>> START Extract to read
Much has changed since the days when my great-grandparents practiced polygamy. Many of my ancestors were among the early converts to The Church of Jesus Christ of Latter-day Saints. I have numerous ancestors who practiced polygamy, some of whom spent time in prison because of the practice.
The Church of Jesus Christ of Latter-day Saints teaches that “marriage between a man and a woman is ordained of God and that the family is central to the Creator’s plan for the eternal destiny of His children” (The Family – A Proclamation to the World). However, some members of the Church of Jesus Christ practiced polygamy for about fifty years.
[Members of the Church of Jesus Christ] believe that God commanded early Latter-day Saints to practice polygamy for a time. While Latter-day Saints today do not know all the reasons for God’s command, they do understand some reasons why God would command the practice of polygamy. For example, the Book of Mormon teaches that men should have only one wife (see Jacob 2:27-29), unless the Lord commands His people to “raise up seed unto [Him]” (Jacob 2:30). The practice of plural marriage by early Latter-day Saints did lead to an increase in the number of children born to Church members.
Early Latter-day Saints also believed that the establishment of The Church of Jesus Christ of Latter-day Saints included a restoration of ancient principles and practices, as taught in the Bible. It is clear from the Bible that multiple prominent Biblical figures – including Abraham, Isaac, Jacob, Moses, and David – practiced polygamy….
Members of The Church of Jesus Christ of Latter-day Saints no longer practice polygamy. In fact, the Church of Jesus Christ prohibits its practice. Official Declaration 1 states the following about polygamy.
The Bible and the Book of Mormon teach that monogamy is God’s standard for marriage unless He declares otherwise (see 2 Samuel 12:7-8 and Jacob 2:27, 30). Following a revelation to Joseph Smith, the practice of plural marriage was instituted among Church members in the early 1840s (see Doctrine and Covenants 132). From the 1860s to the 1880s, the United States government passed laws to make this religious practice illegal. These laws were eventually upheld by the U.S. Supreme Court. After receiving revelation, President Wilford Woodruff issued the following Manifesto, which was accepted by the Church as authoritative and binding on October 6, 1890. This led to the end of the practice of plural marriage in the Church.
>> END Extract to read
>> START Data lines
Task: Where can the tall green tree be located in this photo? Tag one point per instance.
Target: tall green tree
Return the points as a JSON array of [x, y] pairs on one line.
>> END Data lines
## Exercise objective
In the text on Latter-day Saint polygamy, on what date did the Church accept President Wilford Woodruff's Manifesto as authoritative and binding?

## In response
October 6, 1890